╔══

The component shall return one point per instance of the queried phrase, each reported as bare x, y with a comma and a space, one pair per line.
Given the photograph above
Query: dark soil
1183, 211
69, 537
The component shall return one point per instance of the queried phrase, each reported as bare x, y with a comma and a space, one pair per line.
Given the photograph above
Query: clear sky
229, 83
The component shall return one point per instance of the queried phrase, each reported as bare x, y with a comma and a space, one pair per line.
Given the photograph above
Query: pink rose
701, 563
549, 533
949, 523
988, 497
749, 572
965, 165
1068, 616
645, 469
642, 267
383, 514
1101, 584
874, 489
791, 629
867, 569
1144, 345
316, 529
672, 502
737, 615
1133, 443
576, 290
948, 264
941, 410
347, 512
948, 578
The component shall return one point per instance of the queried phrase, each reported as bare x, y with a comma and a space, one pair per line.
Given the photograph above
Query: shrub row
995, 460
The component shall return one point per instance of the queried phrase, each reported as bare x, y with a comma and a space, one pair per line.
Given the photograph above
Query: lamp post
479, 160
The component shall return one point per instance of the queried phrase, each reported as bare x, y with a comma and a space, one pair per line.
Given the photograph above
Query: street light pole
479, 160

╚══
╔══

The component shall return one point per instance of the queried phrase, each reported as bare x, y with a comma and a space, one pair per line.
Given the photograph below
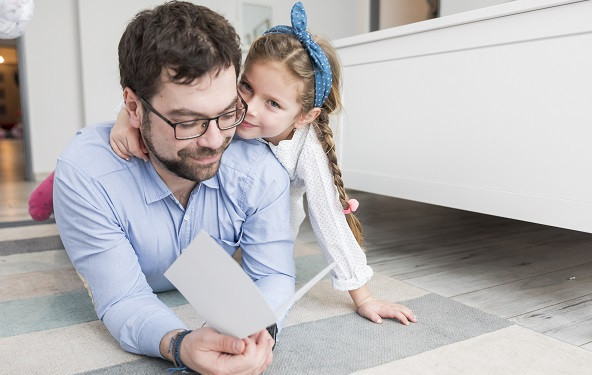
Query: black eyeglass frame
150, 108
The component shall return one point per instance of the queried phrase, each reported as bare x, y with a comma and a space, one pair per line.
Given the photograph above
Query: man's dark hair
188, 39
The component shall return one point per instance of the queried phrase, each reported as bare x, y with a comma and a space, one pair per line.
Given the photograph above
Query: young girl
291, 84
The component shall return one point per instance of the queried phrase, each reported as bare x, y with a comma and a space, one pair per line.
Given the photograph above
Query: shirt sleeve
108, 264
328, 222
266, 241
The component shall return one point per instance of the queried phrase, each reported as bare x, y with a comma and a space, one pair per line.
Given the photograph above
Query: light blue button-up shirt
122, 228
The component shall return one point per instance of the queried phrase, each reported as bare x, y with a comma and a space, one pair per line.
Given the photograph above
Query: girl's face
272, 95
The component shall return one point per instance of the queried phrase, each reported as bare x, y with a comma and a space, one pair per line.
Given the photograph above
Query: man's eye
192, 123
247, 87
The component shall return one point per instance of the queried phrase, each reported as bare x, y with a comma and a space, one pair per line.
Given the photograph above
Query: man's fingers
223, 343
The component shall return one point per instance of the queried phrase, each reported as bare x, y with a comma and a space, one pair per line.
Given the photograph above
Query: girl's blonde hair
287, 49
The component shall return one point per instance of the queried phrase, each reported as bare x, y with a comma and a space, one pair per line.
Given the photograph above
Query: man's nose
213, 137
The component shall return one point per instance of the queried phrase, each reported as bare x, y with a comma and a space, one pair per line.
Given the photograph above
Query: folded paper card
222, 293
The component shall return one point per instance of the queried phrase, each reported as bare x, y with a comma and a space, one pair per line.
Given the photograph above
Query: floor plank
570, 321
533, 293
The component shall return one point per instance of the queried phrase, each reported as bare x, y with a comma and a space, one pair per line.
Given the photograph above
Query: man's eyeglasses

╚══

What you are asked to do: Every line from the line containing "Query: floor plank" through the line containing "Query: man's eyeglasses" in the records above must be retyped exactly. Leave out the rest.

Output for this exercise:
Query: floor plank
570, 321
533, 293
The component shall return one point per instance of the queried phrase, each reported as bare x, y with a comma and a space, one pair per line.
Given the photograph above
Query: man's eyeglasses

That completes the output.